→ **What you are asked to do**: Could you recast every row below as a single numbered list, dropping any blank lines?

→ **Input rows**:
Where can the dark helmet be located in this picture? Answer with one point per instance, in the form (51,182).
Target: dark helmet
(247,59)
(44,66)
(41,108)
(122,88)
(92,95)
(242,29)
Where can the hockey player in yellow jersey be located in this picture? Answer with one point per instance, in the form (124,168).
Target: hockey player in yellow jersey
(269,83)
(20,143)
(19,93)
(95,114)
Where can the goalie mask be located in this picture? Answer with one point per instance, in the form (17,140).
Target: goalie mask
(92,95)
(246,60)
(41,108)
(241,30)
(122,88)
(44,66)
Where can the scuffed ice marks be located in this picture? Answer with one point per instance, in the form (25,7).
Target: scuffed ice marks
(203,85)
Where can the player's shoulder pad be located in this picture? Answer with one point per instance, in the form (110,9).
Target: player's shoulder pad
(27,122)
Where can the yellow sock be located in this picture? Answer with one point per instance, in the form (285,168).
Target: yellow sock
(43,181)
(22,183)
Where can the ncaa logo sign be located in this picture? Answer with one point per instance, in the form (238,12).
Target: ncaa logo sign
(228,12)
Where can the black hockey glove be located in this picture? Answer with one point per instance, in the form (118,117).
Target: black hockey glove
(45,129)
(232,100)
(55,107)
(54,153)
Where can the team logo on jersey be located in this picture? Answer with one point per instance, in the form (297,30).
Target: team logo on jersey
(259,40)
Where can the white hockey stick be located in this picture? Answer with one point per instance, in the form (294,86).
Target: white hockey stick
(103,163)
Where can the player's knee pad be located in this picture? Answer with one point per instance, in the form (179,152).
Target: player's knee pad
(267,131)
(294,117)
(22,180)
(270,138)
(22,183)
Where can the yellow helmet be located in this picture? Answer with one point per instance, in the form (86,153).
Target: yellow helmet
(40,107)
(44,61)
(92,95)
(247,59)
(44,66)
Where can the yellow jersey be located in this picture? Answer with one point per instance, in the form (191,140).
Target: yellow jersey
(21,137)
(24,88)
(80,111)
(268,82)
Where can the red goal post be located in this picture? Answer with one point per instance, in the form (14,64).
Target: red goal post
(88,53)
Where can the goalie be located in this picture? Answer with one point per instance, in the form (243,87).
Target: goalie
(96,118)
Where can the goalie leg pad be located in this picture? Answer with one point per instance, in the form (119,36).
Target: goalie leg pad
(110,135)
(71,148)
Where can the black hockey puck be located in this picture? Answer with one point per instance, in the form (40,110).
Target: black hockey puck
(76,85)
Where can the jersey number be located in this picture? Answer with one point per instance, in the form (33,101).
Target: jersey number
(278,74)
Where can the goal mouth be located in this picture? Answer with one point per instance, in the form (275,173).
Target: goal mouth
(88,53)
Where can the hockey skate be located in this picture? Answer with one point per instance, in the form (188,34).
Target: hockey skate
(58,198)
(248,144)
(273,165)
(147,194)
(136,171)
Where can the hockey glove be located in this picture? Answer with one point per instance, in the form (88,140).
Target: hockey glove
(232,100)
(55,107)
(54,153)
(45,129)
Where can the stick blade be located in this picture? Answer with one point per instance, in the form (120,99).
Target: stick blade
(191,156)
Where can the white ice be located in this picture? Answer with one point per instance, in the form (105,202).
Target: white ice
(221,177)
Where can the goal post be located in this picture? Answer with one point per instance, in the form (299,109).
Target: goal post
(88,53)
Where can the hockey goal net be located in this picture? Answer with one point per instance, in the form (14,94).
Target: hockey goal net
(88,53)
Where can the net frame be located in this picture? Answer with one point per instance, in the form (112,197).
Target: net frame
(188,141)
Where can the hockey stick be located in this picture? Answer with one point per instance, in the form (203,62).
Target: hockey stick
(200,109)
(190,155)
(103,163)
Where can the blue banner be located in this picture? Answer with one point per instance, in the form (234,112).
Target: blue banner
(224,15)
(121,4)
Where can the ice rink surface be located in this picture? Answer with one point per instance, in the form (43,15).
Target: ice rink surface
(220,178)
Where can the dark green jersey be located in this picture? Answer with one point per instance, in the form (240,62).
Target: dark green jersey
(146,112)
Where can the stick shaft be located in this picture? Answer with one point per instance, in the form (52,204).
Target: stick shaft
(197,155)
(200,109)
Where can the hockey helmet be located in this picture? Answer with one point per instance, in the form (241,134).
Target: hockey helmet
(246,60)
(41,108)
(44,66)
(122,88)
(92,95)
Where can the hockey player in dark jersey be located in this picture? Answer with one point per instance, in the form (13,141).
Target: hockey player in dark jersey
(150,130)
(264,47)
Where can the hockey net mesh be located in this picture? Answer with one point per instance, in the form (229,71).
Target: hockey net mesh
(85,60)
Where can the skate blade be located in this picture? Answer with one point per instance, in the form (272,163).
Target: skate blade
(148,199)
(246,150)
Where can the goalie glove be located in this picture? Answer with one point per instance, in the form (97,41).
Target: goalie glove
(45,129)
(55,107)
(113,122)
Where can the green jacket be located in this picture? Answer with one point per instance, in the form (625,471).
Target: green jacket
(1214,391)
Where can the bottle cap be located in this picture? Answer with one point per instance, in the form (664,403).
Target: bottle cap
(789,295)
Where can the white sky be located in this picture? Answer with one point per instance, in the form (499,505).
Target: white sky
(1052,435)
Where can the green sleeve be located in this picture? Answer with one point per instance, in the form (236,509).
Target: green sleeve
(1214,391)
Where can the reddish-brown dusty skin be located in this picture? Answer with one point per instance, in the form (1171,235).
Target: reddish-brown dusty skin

→ **Exercise result**:
1. Where can the dark helmet be located in this picture? Answer with one point per instance, in the form (51,182).
2. Target: dark helmet
3. (247,59)
4. (44,66)
5. (41,108)
6. (122,88)
7. (92,95)
8. (242,29)
9. Where can the hockey player in yellow jersey be located in this picture? Answer with one point per instance, in the form (124,168).
10. Target: hockey player in yellow jersey
11. (269,83)
12. (20,143)
13. (19,93)
14. (95,114)
15. Where can the goalie mask be located in this picture? Answer with one point per instance, in the form (17,140).
16. Target: goalie mask
17. (92,95)
18. (246,60)
19. (41,108)
20. (241,30)
21. (122,88)
22. (44,66)
23. Where can the scuffed ice marks be located in this picture? Answer with one point per instance, in the form (25,7).
24. Target: scuffed ice marks
25. (203,85)
26. Where can the player's shoulder pad be located in this picture? Answer with one point per instance, in the form (110,9).
27. Target: player's shoulder pad
28. (27,122)
29. Where can the yellow sock be located in this picture? Answer with one point per instance, in the form (285,168).
30. Target: yellow sock
31. (43,181)
32. (22,183)
33. Where can the ncaa logo sign be located in this picture? Answer with one point per instance, in the form (238,12).
34. Target: ncaa logo sign
35. (228,12)
36. Where can the black hockey glove be located in this picture? Answer with one point per instance, in the form (118,117).
37. Target: black hockey glove
38. (45,129)
39. (232,100)
40. (55,107)
41. (54,153)
42. Where can the team logo on jersey be located in this picture? Answer with one point per instance, in the form (297,30).
43. Target: team logo on jersey
44. (259,40)
45. Where can the white hockey stick be located in this picture? Answer with one point per instance, in the form (294,86).
46. Target: white hockey stick
47. (103,163)
48. Where can the player's knee pad be located in this picture? Answer with one point per instance, in the form (179,152).
49. Target: player's knee pad
50. (267,131)
51. (294,117)
52. (22,180)
53. (270,138)
54. (22,183)
55. Where can the yellow helmet be located in this picture? Answer with one point per instance, in the form (86,153).
56. Target: yellow helmet
57. (40,107)
58. (44,61)
59. (92,95)
60. (247,59)
61. (44,66)
62. Where can the yellow jersey be located in this picture? Answer with one point per instance, in the form (191,140).
63. Target: yellow jersey
64. (21,137)
65. (24,88)
66. (80,111)
67. (268,82)
68. Where can the red goal post be located in this picture? Answer with one point per instance, in the form (14,64).
69. Target: red goal post
70. (88,53)
71. Where can the goalie be located in this picture? Answer with one point per instance, in the form (243,87).
72. Target: goalie
73. (96,118)
74. Where can the goalie leg pad be located in this picture? Answer with one point per instance, in the form (119,36).
75. Target: goalie leg pad
76. (110,135)
77. (71,148)
78. Where can the black hockey puck be located in this picture? Answer with one point per instance, in the form (40,110).
79. Target: black hockey puck
80. (76,85)
81. Where can the jersey number be located in this picture? Answer with one point per instance, in the form (33,101).
82. Target: jersey number
83. (278,74)
84. Where can the goal mouth be located in this picture? Answer with one point per instance, in the form (275,173).
85. Target: goal mouth
86. (88,53)
87. Where can the hockey skate be located in this picture? Answer with one point per instance, in the form (188,34).
88. Target: hockey skate
89. (58,198)
90. (248,144)
91. (273,165)
92. (147,194)
93. (136,171)
94. Where can the hockey glove be located in this picture? Answer with one point per instance, in the form (88,140).
95. Target: hockey glove
96. (232,100)
97. (55,107)
98. (54,153)
99. (45,129)
100. Where can the stick blade be located in this picture? Answer with one point per instance, in the form (120,99).
101. Target: stick blade
102. (191,156)
103. Where can the white ice be located in this picture? Answer with one point per instance, in the form (105,202).
104. Target: white ice
105. (221,177)
106. Where can the goal post be located in this picture? Answer with one point per instance, in the form (299,109).
107. Target: goal post
108. (88,53)
109. Where can the hockey goal net be located in this picture? Answer with one point per instance, in the form (14,94).
110. Target: hockey goal net
111. (88,53)
112. Where can the net frame be located in this picture? Answer with one point per instance, in the form (112,197).
113. Target: net frame
114. (188,141)
115. Where can the hockey stick be located in this picture? Answer with one point per instance, in the form (203,62).
116. Target: hockey stick
117. (200,109)
118. (190,155)
119. (103,163)
120. Where can the blue banner be located in this picture? Answer with one point per instance, in the form (234,112).
121. Target: blue banner
122. (224,15)
123. (121,4)
124. Where can the ice rink surface be located in this picture? Answer with one point per instance, in the form (43,15).
125. Target: ice rink surface
126. (220,178)
127. Where can the dark green jersey be located in this picture? Answer with one point per instance, in the form (240,62).
128. Target: dark green jersey
129. (146,112)
130. Where can the stick shaft be located in this picture? Answer with one point per instance, in the form (52,204).
131. Target: stick shaft
132. (197,155)
133. (200,109)
134. Where can the hockey helmet be located in this picture? Answer with one point per instance, in the form (241,134).
135. Target: hockey helmet
136. (246,60)
137. (41,108)
138. (44,66)
139. (122,88)
140. (92,95)
141. Where can the hockey player in dark jersey be located in this picture? Answer with one point per instance, in the form (13,141).
142. Target: hockey player in dark jersey
143. (150,130)
144. (264,47)
145. Where can the hockey net mesh be located in this picture? Answer with one point per instance, in the form (229,71).
146. Target: hockey net mesh
147. (85,60)
148. Where can the skate blade be located in this picture? Answer with one point per instance, in the form (272,163).
149. Target: skate blade
150. (148,199)
151. (246,150)
152. Where can the goalie glove be located in this picture? Answer with one point per instance, in the form (97,41).
153. Target: goalie glove
154. (45,129)
155. (55,107)
156. (113,122)
157. Where can the green jacket be located in this picture? Answer with one point per instance, in the form (625,471).
158. Target: green jacket
159. (1214,391)
160. Where can the bottle cap be located in this picture? Answer with one point per instance, in the form (664,403).
161. Target: bottle cap
162. (789,295)
163. Where can the white sky be located in this picture? Answer with one point per instance, in the form (499,505).
164. Target: white sky
165. (1052,435)
166. Where can the green sleeve be located in this picture? Answer with one point per instance, in the form (236,509).
167. Target: green sleeve
168. (1214,391)
169. Where can the reddish-brown dusty skin be located in this picture? Answer with one point per instance, in the form (1171,235).
170. Target: reddish-brown dusty skin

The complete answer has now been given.